▶ _Given instruction_
Format the stretch from the line containing "For the dataset, pick out the leafy" through the end of the entries as a numbered list, leaving out any blank lines.

* Begin Record extracts *

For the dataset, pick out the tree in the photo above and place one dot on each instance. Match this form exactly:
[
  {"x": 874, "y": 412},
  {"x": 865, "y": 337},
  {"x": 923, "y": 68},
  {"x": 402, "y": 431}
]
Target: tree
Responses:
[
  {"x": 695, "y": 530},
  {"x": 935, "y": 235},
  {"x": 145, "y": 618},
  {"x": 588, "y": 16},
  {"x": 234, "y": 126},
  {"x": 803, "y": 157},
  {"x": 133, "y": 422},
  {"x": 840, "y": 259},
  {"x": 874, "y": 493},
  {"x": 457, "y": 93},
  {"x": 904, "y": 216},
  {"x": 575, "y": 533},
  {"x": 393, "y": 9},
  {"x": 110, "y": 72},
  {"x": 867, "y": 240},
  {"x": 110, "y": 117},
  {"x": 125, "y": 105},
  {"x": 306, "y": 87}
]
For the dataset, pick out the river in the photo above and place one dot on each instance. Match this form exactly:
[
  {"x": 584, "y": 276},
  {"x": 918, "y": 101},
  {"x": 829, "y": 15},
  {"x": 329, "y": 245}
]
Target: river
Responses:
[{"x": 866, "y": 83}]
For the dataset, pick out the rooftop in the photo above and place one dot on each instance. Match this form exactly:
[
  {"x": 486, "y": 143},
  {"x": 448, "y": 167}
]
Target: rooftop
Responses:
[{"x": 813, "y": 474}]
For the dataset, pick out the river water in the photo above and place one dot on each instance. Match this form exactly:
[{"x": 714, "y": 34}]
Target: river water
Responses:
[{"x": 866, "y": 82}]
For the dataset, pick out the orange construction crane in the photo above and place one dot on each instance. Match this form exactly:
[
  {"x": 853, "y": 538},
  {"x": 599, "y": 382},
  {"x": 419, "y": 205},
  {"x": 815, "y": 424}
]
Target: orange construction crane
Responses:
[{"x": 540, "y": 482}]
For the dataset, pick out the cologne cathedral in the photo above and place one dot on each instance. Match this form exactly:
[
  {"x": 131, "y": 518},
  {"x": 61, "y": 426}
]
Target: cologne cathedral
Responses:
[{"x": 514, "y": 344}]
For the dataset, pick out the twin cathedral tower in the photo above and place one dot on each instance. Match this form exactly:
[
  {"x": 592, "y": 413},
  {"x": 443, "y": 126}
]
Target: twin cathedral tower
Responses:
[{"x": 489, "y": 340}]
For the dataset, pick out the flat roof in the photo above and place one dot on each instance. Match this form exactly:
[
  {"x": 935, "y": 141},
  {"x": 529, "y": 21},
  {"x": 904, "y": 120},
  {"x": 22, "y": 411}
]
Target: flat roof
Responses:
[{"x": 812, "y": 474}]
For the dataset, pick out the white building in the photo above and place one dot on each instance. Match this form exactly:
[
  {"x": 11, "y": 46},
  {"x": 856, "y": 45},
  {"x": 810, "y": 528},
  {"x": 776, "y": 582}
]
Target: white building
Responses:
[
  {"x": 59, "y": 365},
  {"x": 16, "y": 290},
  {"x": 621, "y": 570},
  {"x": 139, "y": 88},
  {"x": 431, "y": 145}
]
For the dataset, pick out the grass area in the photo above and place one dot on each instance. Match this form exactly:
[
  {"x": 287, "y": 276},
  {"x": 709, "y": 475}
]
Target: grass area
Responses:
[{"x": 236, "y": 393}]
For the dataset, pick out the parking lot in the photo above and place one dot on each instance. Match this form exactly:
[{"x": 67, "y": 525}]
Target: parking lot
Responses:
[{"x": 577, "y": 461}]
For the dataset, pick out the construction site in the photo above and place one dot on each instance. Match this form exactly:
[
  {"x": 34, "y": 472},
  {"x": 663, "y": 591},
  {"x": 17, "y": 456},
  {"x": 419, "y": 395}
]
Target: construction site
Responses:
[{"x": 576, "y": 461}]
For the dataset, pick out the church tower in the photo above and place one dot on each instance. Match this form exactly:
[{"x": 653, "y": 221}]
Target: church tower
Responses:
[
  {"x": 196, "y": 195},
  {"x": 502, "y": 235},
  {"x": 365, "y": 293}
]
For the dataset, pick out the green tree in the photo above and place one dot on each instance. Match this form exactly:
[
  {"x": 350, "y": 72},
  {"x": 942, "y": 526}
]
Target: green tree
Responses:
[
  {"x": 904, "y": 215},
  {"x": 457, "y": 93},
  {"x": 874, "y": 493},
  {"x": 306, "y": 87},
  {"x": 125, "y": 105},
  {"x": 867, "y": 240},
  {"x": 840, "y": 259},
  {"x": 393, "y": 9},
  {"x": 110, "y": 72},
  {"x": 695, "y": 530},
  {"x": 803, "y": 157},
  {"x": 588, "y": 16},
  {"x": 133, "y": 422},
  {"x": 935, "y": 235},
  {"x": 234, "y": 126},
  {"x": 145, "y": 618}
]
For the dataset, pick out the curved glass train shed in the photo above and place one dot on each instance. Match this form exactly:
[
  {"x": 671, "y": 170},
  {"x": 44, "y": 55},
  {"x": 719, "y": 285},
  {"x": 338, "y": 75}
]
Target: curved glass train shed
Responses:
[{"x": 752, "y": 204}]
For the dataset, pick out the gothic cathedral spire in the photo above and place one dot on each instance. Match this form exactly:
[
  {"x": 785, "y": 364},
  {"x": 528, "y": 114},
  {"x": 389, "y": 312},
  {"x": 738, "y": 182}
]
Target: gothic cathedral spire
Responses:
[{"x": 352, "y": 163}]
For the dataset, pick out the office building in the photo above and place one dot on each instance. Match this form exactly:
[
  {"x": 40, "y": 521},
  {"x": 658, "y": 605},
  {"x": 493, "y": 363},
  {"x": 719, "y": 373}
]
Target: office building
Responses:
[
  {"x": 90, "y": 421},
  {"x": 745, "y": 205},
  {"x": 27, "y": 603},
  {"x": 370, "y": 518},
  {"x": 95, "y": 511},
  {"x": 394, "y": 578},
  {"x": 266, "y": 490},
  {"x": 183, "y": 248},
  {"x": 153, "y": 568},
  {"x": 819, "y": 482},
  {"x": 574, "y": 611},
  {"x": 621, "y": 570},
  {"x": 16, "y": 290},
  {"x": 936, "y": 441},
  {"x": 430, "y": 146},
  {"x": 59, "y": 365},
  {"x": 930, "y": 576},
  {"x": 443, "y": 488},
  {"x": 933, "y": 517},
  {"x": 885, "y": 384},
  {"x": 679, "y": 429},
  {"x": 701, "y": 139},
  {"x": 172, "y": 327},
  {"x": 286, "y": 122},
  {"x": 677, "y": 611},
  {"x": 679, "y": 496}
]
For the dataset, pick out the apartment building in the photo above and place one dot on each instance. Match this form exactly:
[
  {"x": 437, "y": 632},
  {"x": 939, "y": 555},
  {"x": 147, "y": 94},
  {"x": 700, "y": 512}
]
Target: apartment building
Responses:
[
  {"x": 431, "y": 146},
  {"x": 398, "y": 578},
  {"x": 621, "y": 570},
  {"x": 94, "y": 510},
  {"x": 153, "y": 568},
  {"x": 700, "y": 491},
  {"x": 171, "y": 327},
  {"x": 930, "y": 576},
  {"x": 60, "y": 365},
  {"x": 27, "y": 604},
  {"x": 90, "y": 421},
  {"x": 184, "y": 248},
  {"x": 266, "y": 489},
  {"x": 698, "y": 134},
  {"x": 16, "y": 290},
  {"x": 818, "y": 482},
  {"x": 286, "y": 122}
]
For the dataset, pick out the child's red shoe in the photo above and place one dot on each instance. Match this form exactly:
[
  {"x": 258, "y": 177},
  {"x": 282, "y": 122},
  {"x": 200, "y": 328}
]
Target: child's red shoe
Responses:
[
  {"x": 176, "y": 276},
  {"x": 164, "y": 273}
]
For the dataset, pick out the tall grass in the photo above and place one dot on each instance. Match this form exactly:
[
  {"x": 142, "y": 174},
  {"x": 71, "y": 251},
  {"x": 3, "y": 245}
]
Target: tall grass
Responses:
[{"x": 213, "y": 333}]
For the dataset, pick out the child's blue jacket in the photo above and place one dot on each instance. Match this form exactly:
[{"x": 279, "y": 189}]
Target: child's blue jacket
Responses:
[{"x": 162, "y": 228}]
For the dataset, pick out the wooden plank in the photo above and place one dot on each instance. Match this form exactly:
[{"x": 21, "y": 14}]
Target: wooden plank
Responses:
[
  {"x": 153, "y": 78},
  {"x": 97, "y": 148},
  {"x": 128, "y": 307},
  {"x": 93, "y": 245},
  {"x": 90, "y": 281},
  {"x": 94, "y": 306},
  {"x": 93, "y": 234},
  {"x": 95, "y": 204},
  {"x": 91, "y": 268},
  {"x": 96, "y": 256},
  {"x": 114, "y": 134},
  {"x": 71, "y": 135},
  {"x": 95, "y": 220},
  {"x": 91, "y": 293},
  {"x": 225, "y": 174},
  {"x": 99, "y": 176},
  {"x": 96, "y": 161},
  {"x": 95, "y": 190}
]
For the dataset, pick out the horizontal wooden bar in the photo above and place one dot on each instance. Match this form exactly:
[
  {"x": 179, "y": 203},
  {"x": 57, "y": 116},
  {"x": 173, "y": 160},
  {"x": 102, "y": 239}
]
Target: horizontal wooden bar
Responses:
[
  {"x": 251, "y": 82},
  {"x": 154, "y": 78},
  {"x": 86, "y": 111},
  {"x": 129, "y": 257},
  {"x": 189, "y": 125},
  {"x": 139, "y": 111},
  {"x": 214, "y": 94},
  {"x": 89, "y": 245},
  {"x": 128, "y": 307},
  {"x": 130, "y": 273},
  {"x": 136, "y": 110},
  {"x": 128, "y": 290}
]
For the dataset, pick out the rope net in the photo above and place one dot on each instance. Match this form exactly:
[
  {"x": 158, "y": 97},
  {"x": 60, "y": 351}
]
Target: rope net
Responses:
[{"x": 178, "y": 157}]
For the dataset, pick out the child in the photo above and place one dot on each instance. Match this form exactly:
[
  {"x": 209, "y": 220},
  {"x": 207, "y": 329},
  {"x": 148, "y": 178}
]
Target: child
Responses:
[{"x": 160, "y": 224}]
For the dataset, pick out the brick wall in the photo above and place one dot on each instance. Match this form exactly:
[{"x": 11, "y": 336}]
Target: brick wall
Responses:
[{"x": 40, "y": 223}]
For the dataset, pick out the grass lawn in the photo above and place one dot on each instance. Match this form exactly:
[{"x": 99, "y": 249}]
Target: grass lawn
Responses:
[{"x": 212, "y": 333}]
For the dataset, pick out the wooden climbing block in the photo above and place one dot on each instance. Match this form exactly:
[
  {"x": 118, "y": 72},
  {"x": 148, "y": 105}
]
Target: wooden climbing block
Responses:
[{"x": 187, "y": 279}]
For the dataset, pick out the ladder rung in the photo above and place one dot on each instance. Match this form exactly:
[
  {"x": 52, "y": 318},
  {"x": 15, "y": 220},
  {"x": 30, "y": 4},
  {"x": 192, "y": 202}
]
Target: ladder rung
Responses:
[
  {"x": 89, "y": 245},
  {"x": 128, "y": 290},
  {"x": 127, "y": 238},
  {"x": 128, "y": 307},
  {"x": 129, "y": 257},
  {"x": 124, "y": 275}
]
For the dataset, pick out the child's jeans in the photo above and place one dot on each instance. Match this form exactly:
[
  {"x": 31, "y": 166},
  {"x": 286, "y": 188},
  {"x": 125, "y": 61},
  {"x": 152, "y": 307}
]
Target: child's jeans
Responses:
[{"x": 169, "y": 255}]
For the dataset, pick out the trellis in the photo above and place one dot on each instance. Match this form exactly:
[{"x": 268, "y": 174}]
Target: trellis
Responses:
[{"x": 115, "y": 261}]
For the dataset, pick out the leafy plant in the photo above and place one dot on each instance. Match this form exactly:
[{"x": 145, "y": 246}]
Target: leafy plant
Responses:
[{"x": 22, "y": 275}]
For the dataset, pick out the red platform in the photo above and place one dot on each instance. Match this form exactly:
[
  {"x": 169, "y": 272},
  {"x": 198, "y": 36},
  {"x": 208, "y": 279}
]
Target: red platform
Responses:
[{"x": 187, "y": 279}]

* End Record extracts *

▶ _Response_
1. For the dataset, pick out the leafy plant in the photo above and place one dot on each instance. Match this form exactly:
2. [{"x": 145, "y": 246}]
3. Target: leafy plant
4. Responses:
5. [{"x": 22, "y": 275}]
6. For the dataset, pick out the red platform in the photo above and place one dot on each instance. Match this form exactly:
7. [
8.   {"x": 169, "y": 272},
9.   {"x": 198, "y": 36},
10.   {"x": 208, "y": 279}
11. ]
12. Target: red platform
13. Responses:
14. [{"x": 187, "y": 279}]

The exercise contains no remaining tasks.